▶ **Text under study**:
Herring and Class Struggle

Capitalism came late to Iceland. At the end of the 19th century this large, wind-swept, thinly populated island was made up of small towns, farms and seasonal fishing stations. Then European capitalists saw another Klondike in the herring-rich waters of the north Atlantic..

Thursday 22 December 2016

Iceland's fishing workers vote and strike again

Iceland's fishing workers have voted again to reject the deal negotiated between the employers' association of fisheries companies, SFS and the unions in Sjómannasamband Íslands.

On a 67.7 percent turnout—743 of the 1,098 members of Sjómannasamband Íslands eligible to vote, over 75 percent (562 members) voted to reject the deal. Some 23.82 percent—177 voted to accept it and the indefinite strike restarted from 8pm, 14 December.

The issues at stake include crew levels, the cost of work clothing, holidays, accident and sick pay, the price paid for the sailors' share of the catch and the amount of the value of the catch that the employers are able to keep to cover fuel costs. And the trawler owners do not want to pay for the workers to travel home when they land away from their home port.

▶ **The data**:
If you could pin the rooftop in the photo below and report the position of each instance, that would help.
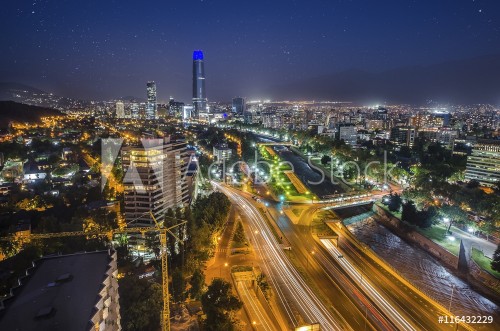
(59, 294)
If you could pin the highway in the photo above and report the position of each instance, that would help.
(258, 315)
(416, 308)
(292, 291)
(367, 287)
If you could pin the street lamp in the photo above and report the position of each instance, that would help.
(220, 269)
(312, 253)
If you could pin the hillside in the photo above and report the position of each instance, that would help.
(18, 112)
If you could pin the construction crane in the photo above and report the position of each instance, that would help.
(165, 313)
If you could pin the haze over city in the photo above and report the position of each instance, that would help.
(250, 165)
(258, 49)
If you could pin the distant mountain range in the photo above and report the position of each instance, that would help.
(18, 112)
(467, 81)
(32, 96)
(474, 80)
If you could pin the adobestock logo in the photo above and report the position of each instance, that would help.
(262, 171)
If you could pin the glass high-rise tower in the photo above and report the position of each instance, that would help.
(151, 105)
(199, 96)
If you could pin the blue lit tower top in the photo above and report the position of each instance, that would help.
(199, 97)
(197, 55)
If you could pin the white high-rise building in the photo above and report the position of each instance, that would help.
(483, 164)
(120, 110)
(154, 179)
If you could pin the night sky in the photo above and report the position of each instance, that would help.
(106, 49)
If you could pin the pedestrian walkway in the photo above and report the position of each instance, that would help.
(358, 218)
(470, 241)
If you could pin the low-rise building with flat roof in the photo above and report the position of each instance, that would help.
(66, 292)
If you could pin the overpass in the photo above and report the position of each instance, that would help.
(276, 143)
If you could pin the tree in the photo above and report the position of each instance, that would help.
(409, 213)
(178, 286)
(454, 214)
(495, 262)
(239, 234)
(140, 304)
(325, 159)
(395, 202)
(197, 283)
(218, 302)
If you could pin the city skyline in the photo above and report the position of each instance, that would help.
(86, 55)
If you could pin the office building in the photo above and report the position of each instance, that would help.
(483, 164)
(120, 109)
(222, 152)
(151, 105)
(66, 292)
(175, 108)
(348, 133)
(134, 110)
(403, 136)
(199, 96)
(154, 179)
(187, 112)
(238, 105)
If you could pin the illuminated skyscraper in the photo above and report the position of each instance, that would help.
(134, 110)
(151, 106)
(238, 105)
(199, 96)
(120, 110)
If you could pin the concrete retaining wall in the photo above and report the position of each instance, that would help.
(406, 232)
(483, 277)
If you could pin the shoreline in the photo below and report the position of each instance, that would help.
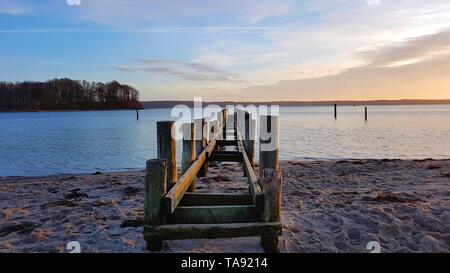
(131, 170)
(327, 206)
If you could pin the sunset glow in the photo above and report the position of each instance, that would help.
(234, 50)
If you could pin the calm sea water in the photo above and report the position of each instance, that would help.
(83, 142)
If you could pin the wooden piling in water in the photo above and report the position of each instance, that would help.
(189, 150)
(225, 120)
(167, 149)
(252, 142)
(155, 189)
(247, 131)
(202, 142)
(271, 187)
(268, 143)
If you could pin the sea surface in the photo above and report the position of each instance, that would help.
(44, 143)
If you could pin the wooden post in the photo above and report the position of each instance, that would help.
(202, 142)
(189, 150)
(271, 187)
(225, 120)
(252, 142)
(155, 188)
(235, 122)
(246, 132)
(167, 149)
(268, 143)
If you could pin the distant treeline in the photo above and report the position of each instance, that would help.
(67, 94)
(169, 104)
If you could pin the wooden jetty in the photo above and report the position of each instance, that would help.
(174, 211)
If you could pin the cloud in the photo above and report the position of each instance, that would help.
(14, 8)
(427, 78)
(411, 51)
(118, 12)
(186, 70)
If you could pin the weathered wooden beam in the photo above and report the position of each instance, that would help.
(155, 188)
(167, 149)
(271, 185)
(212, 215)
(268, 143)
(202, 141)
(173, 197)
(223, 143)
(225, 120)
(255, 188)
(189, 151)
(252, 142)
(216, 199)
(211, 231)
(223, 157)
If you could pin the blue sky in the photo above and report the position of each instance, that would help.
(234, 49)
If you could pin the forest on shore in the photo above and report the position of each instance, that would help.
(67, 94)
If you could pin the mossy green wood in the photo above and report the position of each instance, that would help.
(212, 231)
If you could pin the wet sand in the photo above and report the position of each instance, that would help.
(328, 206)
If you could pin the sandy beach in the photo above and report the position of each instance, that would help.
(328, 206)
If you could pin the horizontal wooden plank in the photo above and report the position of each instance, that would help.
(223, 157)
(223, 143)
(216, 199)
(212, 215)
(173, 197)
(211, 231)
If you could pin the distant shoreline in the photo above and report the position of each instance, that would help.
(68, 110)
(171, 103)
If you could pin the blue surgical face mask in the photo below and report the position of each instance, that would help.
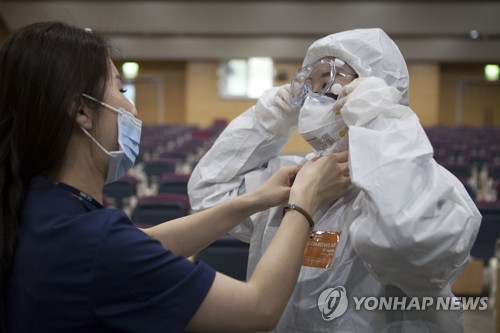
(129, 137)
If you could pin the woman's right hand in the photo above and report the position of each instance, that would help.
(323, 179)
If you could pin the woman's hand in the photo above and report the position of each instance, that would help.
(276, 189)
(323, 179)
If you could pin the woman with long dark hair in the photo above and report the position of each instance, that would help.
(69, 264)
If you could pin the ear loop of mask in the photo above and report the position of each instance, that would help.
(109, 153)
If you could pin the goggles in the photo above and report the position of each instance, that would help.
(325, 77)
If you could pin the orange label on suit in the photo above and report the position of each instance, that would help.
(320, 249)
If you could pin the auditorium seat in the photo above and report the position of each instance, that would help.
(155, 209)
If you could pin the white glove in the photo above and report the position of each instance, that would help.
(344, 94)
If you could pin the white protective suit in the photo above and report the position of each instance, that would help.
(407, 224)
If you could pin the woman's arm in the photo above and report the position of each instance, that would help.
(256, 305)
(188, 235)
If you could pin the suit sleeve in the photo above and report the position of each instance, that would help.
(417, 223)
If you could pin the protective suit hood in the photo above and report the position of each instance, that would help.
(370, 52)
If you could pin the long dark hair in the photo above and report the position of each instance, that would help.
(44, 69)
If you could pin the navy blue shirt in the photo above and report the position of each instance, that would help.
(79, 267)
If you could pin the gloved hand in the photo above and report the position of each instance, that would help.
(282, 99)
(344, 94)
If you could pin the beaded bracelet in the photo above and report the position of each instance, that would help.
(291, 206)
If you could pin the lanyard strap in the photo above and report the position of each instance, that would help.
(79, 194)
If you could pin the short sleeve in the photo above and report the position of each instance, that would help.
(139, 286)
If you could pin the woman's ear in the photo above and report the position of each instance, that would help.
(84, 116)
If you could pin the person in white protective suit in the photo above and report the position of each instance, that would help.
(406, 226)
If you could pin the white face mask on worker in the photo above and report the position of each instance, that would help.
(319, 126)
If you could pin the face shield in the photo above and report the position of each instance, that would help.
(325, 77)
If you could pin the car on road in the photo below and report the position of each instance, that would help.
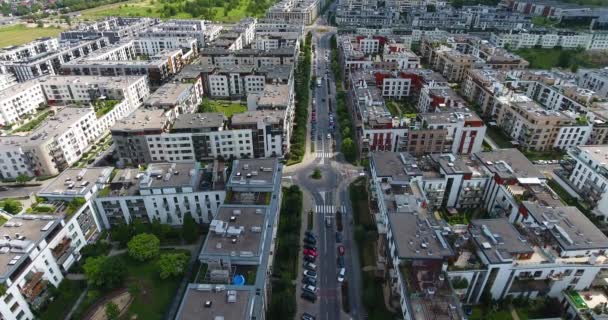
(340, 261)
(309, 288)
(310, 241)
(310, 252)
(338, 237)
(341, 274)
(310, 247)
(307, 316)
(309, 273)
(309, 280)
(310, 266)
(309, 296)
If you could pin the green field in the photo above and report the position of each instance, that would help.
(225, 107)
(158, 9)
(20, 34)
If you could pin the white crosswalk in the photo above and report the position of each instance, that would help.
(325, 154)
(327, 209)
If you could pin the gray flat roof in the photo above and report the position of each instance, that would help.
(249, 219)
(200, 120)
(509, 163)
(505, 241)
(568, 226)
(32, 228)
(142, 119)
(193, 304)
(76, 182)
(415, 238)
(397, 165)
(258, 172)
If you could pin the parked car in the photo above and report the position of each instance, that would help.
(310, 266)
(309, 288)
(341, 275)
(308, 316)
(309, 280)
(338, 237)
(310, 247)
(310, 252)
(309, 296)
(309, 273)
(340, 261)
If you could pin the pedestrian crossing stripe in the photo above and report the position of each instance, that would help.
(325, 209)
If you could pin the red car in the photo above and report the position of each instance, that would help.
(310, 252)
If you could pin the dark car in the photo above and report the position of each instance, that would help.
(310, 247)
(340, 262)
(308, 316)
(308, 258)
(309, 296)
(309, 280)
(310, 241)
(338, 237)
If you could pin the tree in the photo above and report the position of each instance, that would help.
(105, 272)
(112, 311)
(189, 229)
(172, 264)
(144, 247)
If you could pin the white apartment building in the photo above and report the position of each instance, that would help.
(590, 176)
(596, 80)
(20, 100)
(165, 191)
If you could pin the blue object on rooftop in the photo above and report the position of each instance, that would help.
(238, 280)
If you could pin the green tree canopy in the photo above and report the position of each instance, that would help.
(144, 247)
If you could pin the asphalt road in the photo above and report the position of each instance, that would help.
(330, 195)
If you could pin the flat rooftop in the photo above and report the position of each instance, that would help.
(416, 238)
(397, 165)
(259, 116)
(166, 175)
(205, 301)
(76, 182)
(142, 119)
(253, 171)
(568, 226)
(237, 229)
(509, 164)
(199, 120)
(31, 229)
(498, 240)
(169, 94)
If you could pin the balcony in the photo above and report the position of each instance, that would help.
(35, 285)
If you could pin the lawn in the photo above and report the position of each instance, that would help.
(67, 294)
(20, 34)
(225, 107)
(153, 8)
(551, 58)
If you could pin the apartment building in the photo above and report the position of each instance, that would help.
(19, 101)
(165, 192)
(536, 128)
(295, 11)
(550, 39)
(270, 131)
(39, 249)
(596, 80)
(589, 176)
(241, 241)
(50, 62)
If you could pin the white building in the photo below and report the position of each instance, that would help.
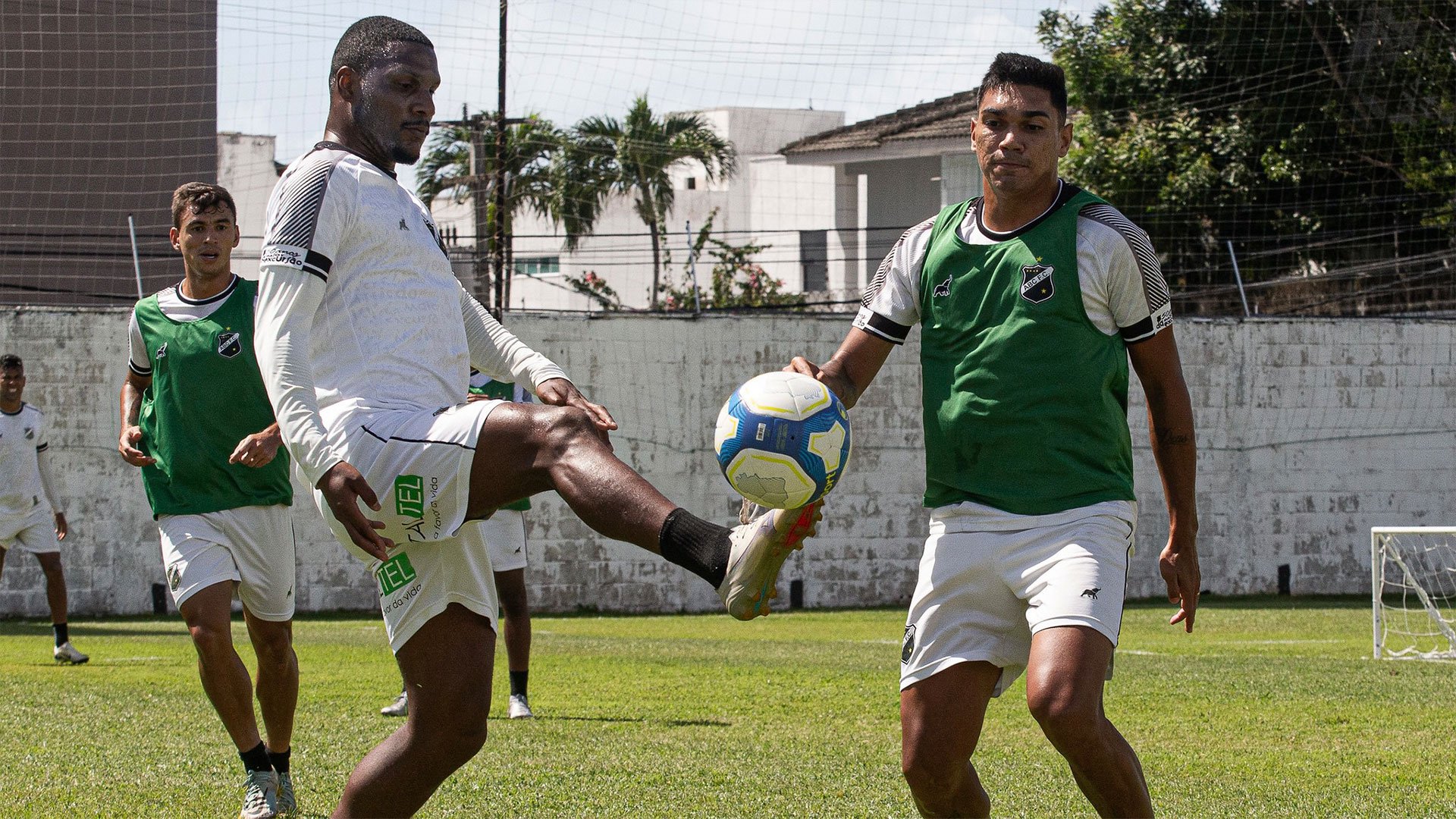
(769, 202)
(248, 169)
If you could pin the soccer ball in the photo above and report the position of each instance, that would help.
(783, 441)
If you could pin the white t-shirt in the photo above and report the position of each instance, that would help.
(22, 441)
(1123, 287)
(359, 309)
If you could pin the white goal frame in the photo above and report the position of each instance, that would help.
(1378, 557)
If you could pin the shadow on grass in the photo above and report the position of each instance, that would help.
(644, 720)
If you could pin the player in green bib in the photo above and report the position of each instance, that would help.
(1030, 299)
(196, 419)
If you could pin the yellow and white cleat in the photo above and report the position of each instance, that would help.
(759, 550)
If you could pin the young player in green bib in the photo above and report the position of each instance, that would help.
(1030, 299)
(196, 419)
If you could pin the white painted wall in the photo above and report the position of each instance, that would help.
(1310, 433)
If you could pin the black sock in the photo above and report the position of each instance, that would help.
(256, 760)
(696, 545)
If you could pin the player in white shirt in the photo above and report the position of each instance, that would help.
(366, 341)
(33, 518)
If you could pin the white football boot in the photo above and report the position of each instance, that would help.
(759, 550)
(64, 653)
(259, 796)
(287, 803)
(517, 708)
(400, 707)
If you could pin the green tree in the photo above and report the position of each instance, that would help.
(1310, 131)
(734, 281)
(530, 169)
(632, 158)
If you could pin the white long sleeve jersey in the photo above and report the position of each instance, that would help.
(359, 309)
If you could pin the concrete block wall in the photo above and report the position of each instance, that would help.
(1310, 433)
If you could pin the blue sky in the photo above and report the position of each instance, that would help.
(573, 58)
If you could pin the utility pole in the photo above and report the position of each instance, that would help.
(498, 228)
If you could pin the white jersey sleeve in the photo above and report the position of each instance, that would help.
(308, 216)
(497, 353)
(892, 303)
(1122, 281)
(137, 359)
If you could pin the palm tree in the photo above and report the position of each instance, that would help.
(530, 167)
(632, 158)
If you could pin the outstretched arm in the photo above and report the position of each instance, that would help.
(1169, 416)
(131, 390)
(852, 368)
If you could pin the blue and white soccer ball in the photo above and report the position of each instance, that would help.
(783, 441)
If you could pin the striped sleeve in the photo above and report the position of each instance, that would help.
(306, 216)
(892, 303)
(1136, 292)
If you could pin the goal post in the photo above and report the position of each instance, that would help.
(1413, 592)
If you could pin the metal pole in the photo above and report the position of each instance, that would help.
(498, 226)
(692, 265)
(136, 259)
(1237, 278)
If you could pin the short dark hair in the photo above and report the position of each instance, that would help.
(1021, 71)
(369, 39)
(200, 197)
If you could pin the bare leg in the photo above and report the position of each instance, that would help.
(277, 676)
(1065, 694)
(447, 670)
(941, 722)
(55, 585)
(535, 447)
(224, 678)
(517, 629)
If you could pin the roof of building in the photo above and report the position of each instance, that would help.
(948, 117)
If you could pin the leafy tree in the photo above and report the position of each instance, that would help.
(1327, 121)
(632, 158)
(530, 171)
(734, 280)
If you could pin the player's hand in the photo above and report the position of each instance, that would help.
(343, 488)
(127, 447)
(1178, 564)
(839, 385)
(561, 392)
(256, 449)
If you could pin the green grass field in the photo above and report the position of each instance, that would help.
(1272, 708)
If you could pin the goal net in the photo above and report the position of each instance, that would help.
(1413, 572)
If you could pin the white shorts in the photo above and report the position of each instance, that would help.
(419, 464)
(504, 535)
(421, 579)
(31, 532)
(989, 580)
(251, 544)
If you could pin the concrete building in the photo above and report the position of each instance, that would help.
(890, 172)
(769, 202)
(248, 168)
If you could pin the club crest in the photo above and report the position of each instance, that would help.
(909, 645)
(1036, 283)
(229, 344)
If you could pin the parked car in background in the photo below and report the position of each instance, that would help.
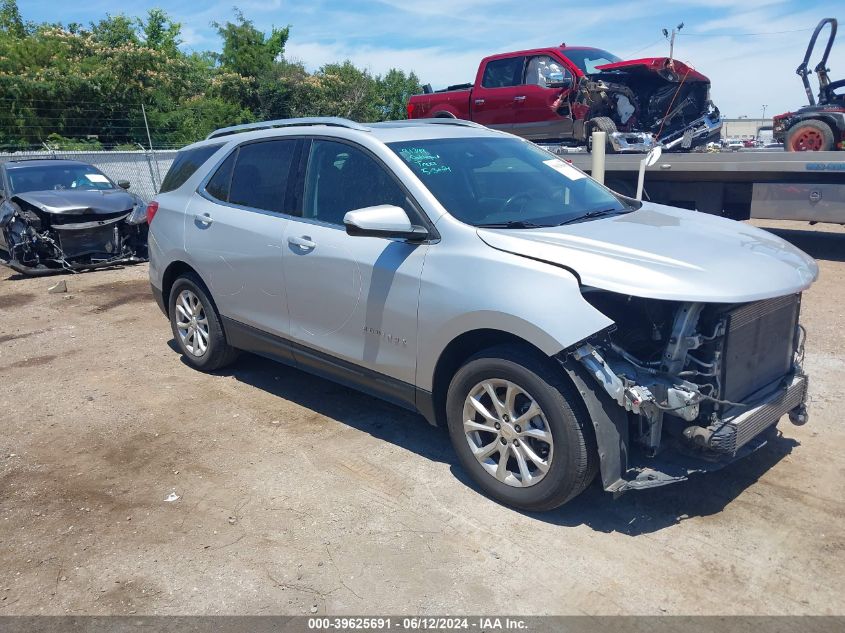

▶ **Work item A**:
Answer these questions from the text on Iceland's fishing workers:
(i) Which employers' association negotiated the deal with the unions?
(ii) At what time and on what date did the indefinite strike restart?
(iii) What travel cost do the trawler owners not want to pay?
▶ **Work item B**:
Extend the text on the Icelandic fishing workers' strike, starting after its final sentence.

▶ **Expected answer A**:
(i) SFS, the employers' association of fisheries companies.
(ii) At 8pm on 14 December.
(iii) The cost of the workers' travel home when they land away from their home port.

▶ **Expected answer B**:
The next negotiation meeting is expected to be on 5 January 2017. 

If the strike were to continue, fish workers in factories in Iceland and the Westman Islands could be laid off, although they will be able to get unemployment benefit to tide them over. 

But the factory workers and the fishers have the same interests against the owners/employers, because their work is the source of all the profit made by the fisheries companies from fish on the world market. We should remember just how rich their work makes the owners, as I noted in an earlier post
An article published in Iceland last month says that Þorsteinn Már and his and his ex-wife Helga S. Guðmundsdóttir have been paid some 3.5 billion ISK over the last six years from the company Steinn Ehf. which holds their shares in Samherji..this amounts to nearly 6.5 percent of last year's budget for the National Hospital in Reykjavik..or the wages of 13,500 people on the minimum wage in 2016.
So it would be in the interests of both the fishers and the fish factory workers for the factory unions to ballot and the workers to come out on strike in solidarity with the sailors and to improve their own pay and conditions.

Anything is possible. Solidarity and victory to the strikers. Áfram sjómenn!